**EXERCISE GOAL**
Rewrite every line of the data below, including the requests. Multiply each pixel coordinate in the answers by 1.5 and round to the nearest whole number, with halves rounded up.

**SUPPLIED MATERIAL**
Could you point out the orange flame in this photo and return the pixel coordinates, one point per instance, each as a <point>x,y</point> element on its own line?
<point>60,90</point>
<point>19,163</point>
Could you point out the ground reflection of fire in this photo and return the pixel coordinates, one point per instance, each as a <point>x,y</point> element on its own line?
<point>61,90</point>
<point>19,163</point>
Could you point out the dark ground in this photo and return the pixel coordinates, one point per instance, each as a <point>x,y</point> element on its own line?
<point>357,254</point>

**EXPECTED ANSWER**
Could you point out the orange flame in this photo and return the pixel coordinates, one point per instance, each as a <point>x,y</point> element on its own line?
<point>90,135</point>
<point>29,245</point>
Could you point out the ground reflection of fire in this photo and return the pixel coordinates, one point per instance, each as a <point>x,y</point> element on its own line?
<point>92,135</point>
<point>29,245</point>
Could you point out the dark ground in this photo and return the pixel coordinates, one point per instance, each as a <point>x,y</point> element on its own line?
<point>536,381</point>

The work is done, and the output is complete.